PROBLEM 1
In the text on colchicums, how many types of colchicum does the writer grow?
PROBLEM 2
Resume the piece on colchicums after its last sentence.

TEXT SHOWN
________________________________________

Val Bourne on the colchicum family emerging early

Autumn seems to have come early this year and the beech leaves are already cascading down on my car a good month earlier than usual.

The variegated pampas grass is also popping up its plumes early, normally this is an October event and one I look forward to every year for a fresh flower is a rare treat by then.

My colchicums are also early and they seem to have enjoyed the wet winter and dry summer, because they are full of flower this year. They make autumn glorious and I grow at least 20 types.

Placing them is very difficult, however, because colchicums tend to have ugly leaves that appear early in the year. This new foliage can smother spring bulbs so my colchicums are never placed near snowdrops or other early treasures. Worse still, their foliage seems to attract slugs and snails who roost rather than nibble for colchicum foliage is toxic — like the rest of the plant.

There is a chemical extracted, called colchicine, and it’s used in plant breeding to alter the chromosome count of irises and hemerocallis. It’s also used as a medicine for gout and rheumatism because the chemical breaks down uric acid crystals. The ancient Greeks and Arabs used it to cure aches and pains and, in more recent times, the seeds and corms were used to make Tinctura Colchici, one of the great plant remedies.

At one time Oxfordshire and Gloucestershire supplied most of the raw material for this medicinal potion and there is still a wild colony of Colchicum autumnale on the road between Chipping Norton and Hook Norton. It nudges up through the grass verge close to the turning for Heythrop.

On sunny mornings the low goblets open although hundreds of drivers never even notice them. Once these Naked Ladies grew all round Bath and the west country in fields grazed by cattle. Livestock was poisoned by the plant and, if it got into hay, it was very dangerous. Not surprisingly farmers had mostly eradicated their colchicums from low-lying meadows by the 1930s.

One name is Meadow saffron, but most call them Naked ladies. Those in Devon knew them as Upstarts, a wonderful description for their flowers seem to appear from nowhere. Sadly our British native, C. autumnale is probably the least glorious colchicum of all.

________________________________________

COLLECTED DATA
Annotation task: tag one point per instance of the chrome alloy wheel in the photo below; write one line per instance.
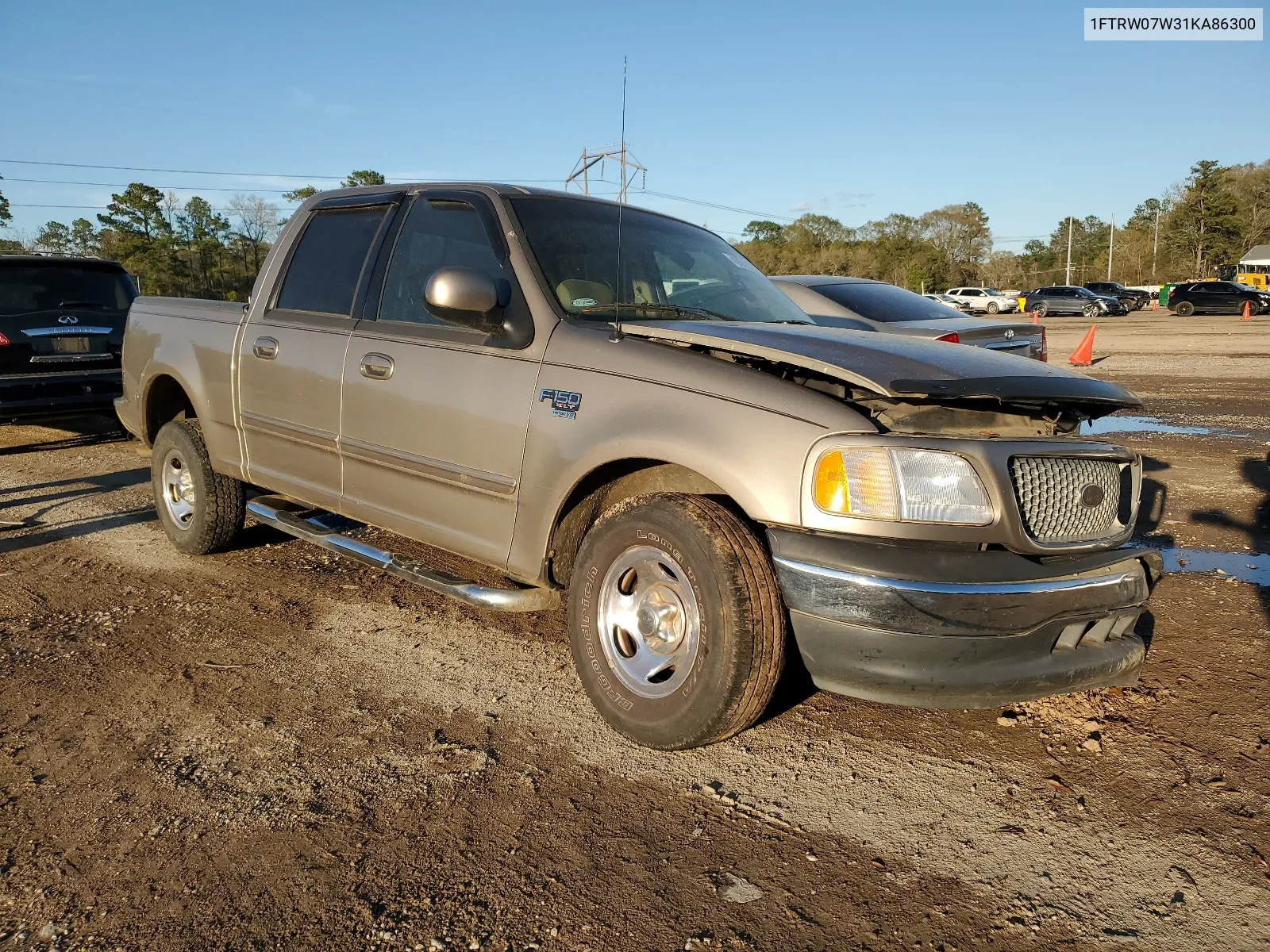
(649, 622)
(178, 490)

________________________________________

TASK RESPONSE 1
At least 20.

TASK RESPONSE 2
The white form, ‘Alba’ is known as ‘dirty bones’ in the bulb trade and it’s definitely dull and dingy. There are some glorious white colchicums though the best is C. speciosum ‘Album’, a goblet of thick white petals that’s strong enough not to swoon. C. byzantinum ‘Innocence’ is a starry white with pink edges. When fully open it will looks gloriously white though — hence the name. Most colchicums come in shades of pink and ‘Nancy Lancaster’ is always early and it’s easy. Although listed under C. autumnale, it’s much more glorious with slender dark stems topped with smallish rounded flowers that open to pink.

Gaze inside and there’s a fine white line in the middle of each petal. The bulb was thought to have been collected by Nancy Lindsay (1896-1973), daughter of Norah Lindsay who gardened at Sutton Courtenay Manor. Nancy collected with Lawrence Johnston of Hidcote and he left his French garden, Jardin Serre de la Madone, to her after his death. Some say she would have preferred Hidcote though! Nancy left a bequest to Oxford University to enable women to join plant hunting expeditions.

The leaves of Nancy Lindsay are not much of a problem, but the smallest leaves of all (in my collection) belong to C. aggripinum, a small colchicum with starry, chequered petals. This easy colchicum, thought to be a hybrid between C. variegatum and C. autumnale, is a small bulb, perfect for a sunny edge. All colchicums need to get sun for part of the day to flower well. Mine are grown on a sunny edge close to autumn-flowering plants and grasses.